━━ Material provided ━━

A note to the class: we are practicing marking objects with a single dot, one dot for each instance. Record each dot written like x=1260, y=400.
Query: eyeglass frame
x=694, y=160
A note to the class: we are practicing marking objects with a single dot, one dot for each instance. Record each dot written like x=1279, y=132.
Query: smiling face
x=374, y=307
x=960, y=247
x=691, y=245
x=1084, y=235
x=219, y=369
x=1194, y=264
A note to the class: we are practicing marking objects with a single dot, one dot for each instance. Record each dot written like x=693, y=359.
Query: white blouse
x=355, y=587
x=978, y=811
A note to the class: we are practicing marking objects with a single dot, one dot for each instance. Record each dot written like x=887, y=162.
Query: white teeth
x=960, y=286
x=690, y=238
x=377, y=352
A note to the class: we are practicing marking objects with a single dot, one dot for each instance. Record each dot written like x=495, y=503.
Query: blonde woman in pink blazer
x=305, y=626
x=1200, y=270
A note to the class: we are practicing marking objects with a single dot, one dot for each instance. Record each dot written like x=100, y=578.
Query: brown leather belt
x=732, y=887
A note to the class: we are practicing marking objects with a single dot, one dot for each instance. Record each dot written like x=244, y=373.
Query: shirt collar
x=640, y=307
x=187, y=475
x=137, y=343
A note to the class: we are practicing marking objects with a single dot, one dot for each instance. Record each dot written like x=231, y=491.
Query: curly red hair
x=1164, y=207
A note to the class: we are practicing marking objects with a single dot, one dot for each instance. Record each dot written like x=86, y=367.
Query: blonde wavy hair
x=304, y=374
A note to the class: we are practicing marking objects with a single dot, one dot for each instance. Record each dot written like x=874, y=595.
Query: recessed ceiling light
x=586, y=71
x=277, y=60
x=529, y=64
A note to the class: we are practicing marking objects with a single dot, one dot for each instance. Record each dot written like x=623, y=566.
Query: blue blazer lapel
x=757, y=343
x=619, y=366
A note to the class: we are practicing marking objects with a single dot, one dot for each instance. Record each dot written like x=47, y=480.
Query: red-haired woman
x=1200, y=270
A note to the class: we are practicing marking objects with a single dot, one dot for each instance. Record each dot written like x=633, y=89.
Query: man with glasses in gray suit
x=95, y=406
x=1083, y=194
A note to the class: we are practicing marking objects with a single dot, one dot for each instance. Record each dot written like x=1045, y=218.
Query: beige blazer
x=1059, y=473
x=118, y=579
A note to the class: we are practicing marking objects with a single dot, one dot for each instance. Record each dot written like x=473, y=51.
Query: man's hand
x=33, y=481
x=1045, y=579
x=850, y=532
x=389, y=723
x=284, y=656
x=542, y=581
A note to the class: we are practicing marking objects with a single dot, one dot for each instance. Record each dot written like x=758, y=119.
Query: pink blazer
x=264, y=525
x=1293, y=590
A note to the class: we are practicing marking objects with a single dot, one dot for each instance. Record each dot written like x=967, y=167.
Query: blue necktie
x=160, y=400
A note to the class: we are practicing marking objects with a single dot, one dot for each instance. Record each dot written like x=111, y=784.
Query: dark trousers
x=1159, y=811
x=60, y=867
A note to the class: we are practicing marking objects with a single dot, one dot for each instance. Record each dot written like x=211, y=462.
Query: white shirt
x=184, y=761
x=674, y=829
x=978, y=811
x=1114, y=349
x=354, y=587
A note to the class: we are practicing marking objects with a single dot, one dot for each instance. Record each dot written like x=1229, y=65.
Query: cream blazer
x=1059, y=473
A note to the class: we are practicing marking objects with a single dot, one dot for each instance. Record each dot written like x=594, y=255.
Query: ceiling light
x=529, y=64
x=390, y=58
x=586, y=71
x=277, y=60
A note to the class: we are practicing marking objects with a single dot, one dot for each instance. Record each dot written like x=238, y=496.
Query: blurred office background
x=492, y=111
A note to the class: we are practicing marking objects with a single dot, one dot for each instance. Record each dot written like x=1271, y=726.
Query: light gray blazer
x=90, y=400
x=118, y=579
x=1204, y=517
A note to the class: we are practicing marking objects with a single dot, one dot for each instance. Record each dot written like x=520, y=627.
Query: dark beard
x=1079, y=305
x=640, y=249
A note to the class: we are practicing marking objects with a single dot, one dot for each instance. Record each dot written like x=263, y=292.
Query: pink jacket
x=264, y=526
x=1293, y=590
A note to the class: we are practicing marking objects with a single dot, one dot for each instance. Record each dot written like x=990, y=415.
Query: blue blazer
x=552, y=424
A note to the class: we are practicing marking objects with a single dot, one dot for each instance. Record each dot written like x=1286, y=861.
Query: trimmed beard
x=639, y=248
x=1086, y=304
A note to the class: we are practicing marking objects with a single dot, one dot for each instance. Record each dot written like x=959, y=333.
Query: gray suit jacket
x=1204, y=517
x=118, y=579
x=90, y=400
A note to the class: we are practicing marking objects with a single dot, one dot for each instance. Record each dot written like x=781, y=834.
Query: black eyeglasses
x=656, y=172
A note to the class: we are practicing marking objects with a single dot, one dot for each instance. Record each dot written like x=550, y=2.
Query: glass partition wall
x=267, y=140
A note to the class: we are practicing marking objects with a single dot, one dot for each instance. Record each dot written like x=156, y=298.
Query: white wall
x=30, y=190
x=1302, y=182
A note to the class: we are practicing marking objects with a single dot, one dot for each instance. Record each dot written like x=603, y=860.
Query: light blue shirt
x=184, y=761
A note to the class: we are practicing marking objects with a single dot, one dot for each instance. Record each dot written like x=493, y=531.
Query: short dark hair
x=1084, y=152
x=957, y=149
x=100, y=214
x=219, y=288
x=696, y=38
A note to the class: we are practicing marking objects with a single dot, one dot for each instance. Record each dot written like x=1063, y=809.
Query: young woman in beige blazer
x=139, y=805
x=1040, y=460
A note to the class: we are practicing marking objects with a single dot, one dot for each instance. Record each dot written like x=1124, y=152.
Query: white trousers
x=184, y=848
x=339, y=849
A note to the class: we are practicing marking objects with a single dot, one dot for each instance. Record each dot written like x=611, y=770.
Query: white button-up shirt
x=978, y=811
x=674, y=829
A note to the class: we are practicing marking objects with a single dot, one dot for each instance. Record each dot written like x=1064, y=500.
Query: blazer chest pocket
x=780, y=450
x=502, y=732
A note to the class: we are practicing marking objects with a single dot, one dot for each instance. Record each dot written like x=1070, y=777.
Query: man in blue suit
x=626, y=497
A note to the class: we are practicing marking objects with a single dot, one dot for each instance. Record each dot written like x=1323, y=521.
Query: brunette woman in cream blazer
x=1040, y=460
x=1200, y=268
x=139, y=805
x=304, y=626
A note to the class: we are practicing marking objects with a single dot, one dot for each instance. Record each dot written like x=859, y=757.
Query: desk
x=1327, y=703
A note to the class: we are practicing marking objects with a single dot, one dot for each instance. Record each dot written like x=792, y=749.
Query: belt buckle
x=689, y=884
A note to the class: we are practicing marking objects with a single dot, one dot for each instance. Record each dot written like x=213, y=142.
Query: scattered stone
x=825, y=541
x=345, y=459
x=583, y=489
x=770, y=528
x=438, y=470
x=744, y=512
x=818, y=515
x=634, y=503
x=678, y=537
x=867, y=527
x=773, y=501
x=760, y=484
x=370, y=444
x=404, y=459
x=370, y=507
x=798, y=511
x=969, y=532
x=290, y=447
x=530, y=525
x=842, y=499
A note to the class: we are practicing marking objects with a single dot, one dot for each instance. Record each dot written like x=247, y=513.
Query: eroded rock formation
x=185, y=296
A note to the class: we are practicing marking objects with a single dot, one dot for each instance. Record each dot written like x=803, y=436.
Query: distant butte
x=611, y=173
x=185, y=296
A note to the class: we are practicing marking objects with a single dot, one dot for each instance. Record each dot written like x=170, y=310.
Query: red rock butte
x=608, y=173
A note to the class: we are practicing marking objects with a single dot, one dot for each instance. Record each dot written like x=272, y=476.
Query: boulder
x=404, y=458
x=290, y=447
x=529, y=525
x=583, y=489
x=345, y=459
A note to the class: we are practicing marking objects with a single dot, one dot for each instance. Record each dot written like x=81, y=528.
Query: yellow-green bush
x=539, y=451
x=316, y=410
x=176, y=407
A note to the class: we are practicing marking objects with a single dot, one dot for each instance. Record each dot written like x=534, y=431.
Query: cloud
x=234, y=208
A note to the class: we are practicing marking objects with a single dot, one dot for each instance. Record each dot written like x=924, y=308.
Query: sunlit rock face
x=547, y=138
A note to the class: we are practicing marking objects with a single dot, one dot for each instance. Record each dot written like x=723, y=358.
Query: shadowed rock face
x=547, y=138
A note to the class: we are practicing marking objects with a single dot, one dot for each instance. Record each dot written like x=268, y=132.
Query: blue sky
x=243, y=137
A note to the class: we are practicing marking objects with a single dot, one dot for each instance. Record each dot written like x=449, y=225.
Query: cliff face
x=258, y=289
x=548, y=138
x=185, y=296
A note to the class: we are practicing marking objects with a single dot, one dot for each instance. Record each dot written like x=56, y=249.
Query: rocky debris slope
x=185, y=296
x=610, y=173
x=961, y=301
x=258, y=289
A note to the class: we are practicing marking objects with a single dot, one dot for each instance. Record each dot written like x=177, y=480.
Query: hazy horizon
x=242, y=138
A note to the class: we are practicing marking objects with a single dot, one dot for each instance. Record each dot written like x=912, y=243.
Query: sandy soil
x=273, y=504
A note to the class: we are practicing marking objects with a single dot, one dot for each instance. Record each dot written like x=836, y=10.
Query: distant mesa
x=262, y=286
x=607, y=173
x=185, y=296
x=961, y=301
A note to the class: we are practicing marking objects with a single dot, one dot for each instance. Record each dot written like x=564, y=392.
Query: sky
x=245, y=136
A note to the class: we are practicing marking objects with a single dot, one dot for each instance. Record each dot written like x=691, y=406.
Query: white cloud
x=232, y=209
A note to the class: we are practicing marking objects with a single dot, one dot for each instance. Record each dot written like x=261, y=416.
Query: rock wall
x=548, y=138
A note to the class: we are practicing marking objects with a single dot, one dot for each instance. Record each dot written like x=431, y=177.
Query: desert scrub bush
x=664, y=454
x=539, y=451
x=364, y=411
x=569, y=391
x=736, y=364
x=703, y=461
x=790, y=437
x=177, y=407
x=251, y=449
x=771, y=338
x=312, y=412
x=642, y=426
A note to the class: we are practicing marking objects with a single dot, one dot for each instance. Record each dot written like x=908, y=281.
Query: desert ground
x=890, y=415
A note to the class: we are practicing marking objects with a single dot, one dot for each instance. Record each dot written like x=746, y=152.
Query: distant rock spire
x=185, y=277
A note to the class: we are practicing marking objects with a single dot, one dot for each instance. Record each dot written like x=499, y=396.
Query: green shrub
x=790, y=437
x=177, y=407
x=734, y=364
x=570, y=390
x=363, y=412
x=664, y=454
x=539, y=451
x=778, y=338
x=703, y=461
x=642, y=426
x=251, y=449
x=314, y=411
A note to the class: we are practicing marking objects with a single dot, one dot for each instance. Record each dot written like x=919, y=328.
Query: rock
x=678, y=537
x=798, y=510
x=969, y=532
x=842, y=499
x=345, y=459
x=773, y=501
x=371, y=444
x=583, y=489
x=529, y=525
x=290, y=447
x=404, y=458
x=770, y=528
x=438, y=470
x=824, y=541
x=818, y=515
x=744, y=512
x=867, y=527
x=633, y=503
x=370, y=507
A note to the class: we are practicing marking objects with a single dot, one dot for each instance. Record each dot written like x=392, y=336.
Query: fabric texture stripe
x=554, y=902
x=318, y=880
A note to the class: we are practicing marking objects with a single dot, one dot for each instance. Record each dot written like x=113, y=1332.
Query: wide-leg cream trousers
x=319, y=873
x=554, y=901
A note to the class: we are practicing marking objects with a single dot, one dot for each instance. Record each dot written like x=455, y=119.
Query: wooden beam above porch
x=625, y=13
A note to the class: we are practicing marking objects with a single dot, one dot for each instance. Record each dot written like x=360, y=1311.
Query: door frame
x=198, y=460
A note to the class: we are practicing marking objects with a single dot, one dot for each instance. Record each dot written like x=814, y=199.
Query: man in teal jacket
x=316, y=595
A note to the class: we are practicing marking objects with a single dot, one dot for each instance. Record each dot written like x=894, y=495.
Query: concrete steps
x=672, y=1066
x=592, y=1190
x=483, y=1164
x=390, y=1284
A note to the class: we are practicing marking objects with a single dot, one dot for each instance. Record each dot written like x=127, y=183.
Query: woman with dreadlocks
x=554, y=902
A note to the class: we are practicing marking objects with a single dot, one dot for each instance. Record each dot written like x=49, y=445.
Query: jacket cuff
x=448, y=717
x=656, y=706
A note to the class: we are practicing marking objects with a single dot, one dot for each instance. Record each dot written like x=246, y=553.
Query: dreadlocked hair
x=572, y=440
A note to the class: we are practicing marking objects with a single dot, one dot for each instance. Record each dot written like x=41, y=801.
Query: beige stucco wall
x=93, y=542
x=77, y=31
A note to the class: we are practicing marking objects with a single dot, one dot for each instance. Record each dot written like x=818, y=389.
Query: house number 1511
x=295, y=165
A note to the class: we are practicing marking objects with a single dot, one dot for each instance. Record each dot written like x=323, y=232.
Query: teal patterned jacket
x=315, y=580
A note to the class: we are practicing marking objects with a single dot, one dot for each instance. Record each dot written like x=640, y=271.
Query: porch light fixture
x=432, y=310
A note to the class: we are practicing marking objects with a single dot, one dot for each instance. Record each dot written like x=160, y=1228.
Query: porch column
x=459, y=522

━━━

*Required task*:
Return, word for word, the lines of the items from the one containing "like x=213, y=142." through the one containing "x=608, y=173", both included.

*The result*:
A note to the class: we are practicing marking objects with a single dot, one dot for each instance. Record each dot written like x=213, y=142.
Query: scattered stone
x=825, y=541
x=345, y=459
x=583, y=489
x=770, y=528
x=438, y=470
x=744, y=512
x=818, y=515
x=634, y=503
x=678, y=537
x=867, y=527
x=773, y=501
x=760, y=484
x=370, y=444
x=404, y=459
x=370, y=507
x=798, y=511
x=969, y=532
x=290, y=447
x=530, y=525
x=842, y=499
A note to the class: we are practicing marking objects with a single dot, one dot for each instance. Record each dot written like x=247, y=513.
Query: eroded rock formation
x=185, y=296
A note to the class: we are practicing marking objects with a single dot, one dot for each instance. Record each dot written like x=803, y=436.
Query: distant butte
x=611, y=173
x=185, y=296
A note to the class: we are practicing marking objects with a single dot, one dot for each instance. Record each dot written like x=170, y=310.
Query: red rock butte
x=608, y=173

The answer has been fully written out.